==== Passage
It's not unusual for the BBC to report on the eccentric pseudohistorical theories that British speculators propose. It is, however, unusual for them to layer so much pseudohistory into an ostensibly neutral news report.
Our story today concerns carpet-fitter Steven Tasker, 66, who thinks that he has uncovered the secret machine, mentioned in the Bible, that enabled the Egyptians to build the pyramids and the people of ancient Britain to build Stonehenge. It's an elaborate version of rollers and rockers that have been stacked atop each other. It's implausible--for example, he thinks that Egyptian jars used for eye makeup were the rollers--but he has convinced himself that it is the chariot of God described in the book of Ezekiel, with the wings of the cherubim and the calf's feet resembling his conception of the platforms and rockers used to rock heavy rocks across the landscape.
But I was dumbfounded by the illustration Tasker provided and the BBC ran uncritically:
Where do we even start?
========
==== Material for this task
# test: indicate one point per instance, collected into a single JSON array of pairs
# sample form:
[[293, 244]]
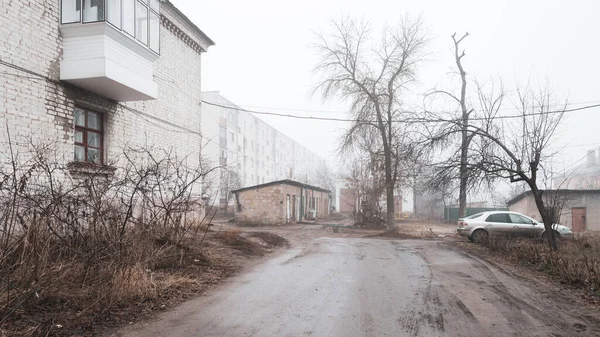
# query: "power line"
[[343, 111], [405, 121]]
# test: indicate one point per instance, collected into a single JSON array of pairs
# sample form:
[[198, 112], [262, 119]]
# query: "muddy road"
[[332, 286]]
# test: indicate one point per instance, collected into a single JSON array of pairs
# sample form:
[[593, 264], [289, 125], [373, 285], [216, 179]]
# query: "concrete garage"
[[580, 210], [281, 202]]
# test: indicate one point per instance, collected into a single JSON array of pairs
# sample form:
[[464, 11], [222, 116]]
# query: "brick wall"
[[590, 201], [41, 109], [268, 205]]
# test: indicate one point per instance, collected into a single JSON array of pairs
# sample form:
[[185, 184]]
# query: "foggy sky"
[[263, 56]]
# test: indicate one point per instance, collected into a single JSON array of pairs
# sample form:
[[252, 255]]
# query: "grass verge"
[[576, 263]]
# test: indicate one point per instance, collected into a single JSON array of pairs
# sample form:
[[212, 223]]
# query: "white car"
[[479, 227]]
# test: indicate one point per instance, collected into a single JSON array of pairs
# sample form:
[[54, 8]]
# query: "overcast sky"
[[263, 57]]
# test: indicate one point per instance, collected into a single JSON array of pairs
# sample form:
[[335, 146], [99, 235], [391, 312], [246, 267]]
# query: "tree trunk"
[[462, 195], [546, 217], [415, 198], [389, 186]]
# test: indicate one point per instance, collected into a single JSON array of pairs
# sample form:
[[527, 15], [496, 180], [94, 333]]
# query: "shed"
[[280, 202], [579, 209]]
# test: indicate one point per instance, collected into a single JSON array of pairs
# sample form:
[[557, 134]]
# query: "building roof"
[[566, 191], [193, 25], [282, 182]]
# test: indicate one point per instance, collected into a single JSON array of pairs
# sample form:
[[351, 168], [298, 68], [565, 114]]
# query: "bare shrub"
[[90, 236], [577, 263]]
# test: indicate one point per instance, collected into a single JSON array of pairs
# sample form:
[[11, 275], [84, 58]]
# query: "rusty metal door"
[[579, 219], [294, 209]]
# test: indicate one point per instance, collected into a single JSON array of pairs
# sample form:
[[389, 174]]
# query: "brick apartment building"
[[93, 77], [250, 150], [281, 202]]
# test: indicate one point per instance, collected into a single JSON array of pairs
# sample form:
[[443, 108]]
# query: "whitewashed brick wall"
[[41, 110]]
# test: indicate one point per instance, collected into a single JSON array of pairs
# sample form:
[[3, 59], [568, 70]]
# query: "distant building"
[[584, 176], [350, 201], [243, 145], [580, 211], [281, 202]]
========
### [What you will do]
• A. Show every line of the listing that contains the string "brick".
• B. Carry on the article about the BBC report on the Stonehenge and pyramid machine theory, starting after its final sentence.
The listing has no connection to the article about the BBC report.

### [The answers]
• A.
# query: "brick wall"
# query: "brick apartment building"
# query: "whitewashed brick wall"

• B.
In the center of the image we see a man dressed either like Moses or Merlin, which is weird enough, especially since Geoffrey of Monmouth had told a story about Merlin magically transporting Stonehenge.
But on the left we see a Nephilim Bible Giant, also from Geoffrey's account. In medieval legend, giants built Stonehenge, and Tasker has placed one in his Stonehenge panorama.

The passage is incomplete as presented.